• DESCRIPTION OF THE TASK:
Could you print every one of the lines below word for word, leaving out the pictures?

(Labeled-object pointing lines)
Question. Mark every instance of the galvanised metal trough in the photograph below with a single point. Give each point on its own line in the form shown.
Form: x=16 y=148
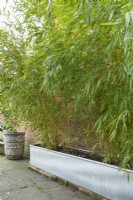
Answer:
x=106 y=180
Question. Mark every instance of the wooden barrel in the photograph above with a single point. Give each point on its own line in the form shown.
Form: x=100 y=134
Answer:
x=14 y=145
x=2 y=148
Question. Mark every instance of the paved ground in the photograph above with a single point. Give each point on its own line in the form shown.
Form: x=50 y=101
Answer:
x=17 y=182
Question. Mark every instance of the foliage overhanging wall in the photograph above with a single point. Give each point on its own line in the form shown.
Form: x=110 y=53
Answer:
x=73 y=57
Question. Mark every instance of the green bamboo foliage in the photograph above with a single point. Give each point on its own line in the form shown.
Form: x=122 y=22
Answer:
x=76 y=53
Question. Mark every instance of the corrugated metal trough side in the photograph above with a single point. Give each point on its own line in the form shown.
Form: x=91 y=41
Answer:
x=106 y=180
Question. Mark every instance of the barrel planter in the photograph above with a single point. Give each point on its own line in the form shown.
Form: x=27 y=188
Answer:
x=14 y=145
x=106 y=180
x=1 y=148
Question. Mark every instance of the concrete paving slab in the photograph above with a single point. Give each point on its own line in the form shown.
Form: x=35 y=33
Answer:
x=17 y=182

• EXERCISE OUTPUT:
Question. Mark every instance of the galvanised metal trough in the photograph below with a single point. Give each point on its own line in the form shown.
Form: x=16 y=148
Answer:
x=106 y=180
Question. Mark every instance of the wooden barrel in the photograph above with a single point. Give each point on its own line in the form shown.
Form: x=100 y=134
Answer:
x=14 y=145
x=2 y=148
Question. Mark every instance of the paved ground in the photograph above with a single point. Give each point on its own line in the form shown.
Form: x=50 y=101
Answer:
x=17 y=182
Question. Mark every instance of the foliage overhanging wall in the photograph above with a single point. Give each point on its own line in the form shown.
Form: x=110 y=53
Answer:
x=73 y=57
Question. Mark every instance of the green bamboo foliage in the photograph above with a single point. Give each point on its own line in the form shown.
Form: x=122 y=22
Answer:
x=76 y=53
Question. Mark every instance of the corrugated metal trough side in the photograph above with a single point. Give each point on its own line in the form shown.
Form: x=91 y=41
Answer:
x=106 y=180
Question. Mark every instance of the barrel planter in the photograph above with a single point. Give each point on its own line in the form shown.
Form: x=27 y=188
Answer:
x=14 y=145
x=106 y=180
x=1 y=148
Question. Mark every instance of the concrete paving slab in the photograph above with a single point. Give each point on its own line in the form shown.
Form: x=35 y=33
Answer:
x=17 y=182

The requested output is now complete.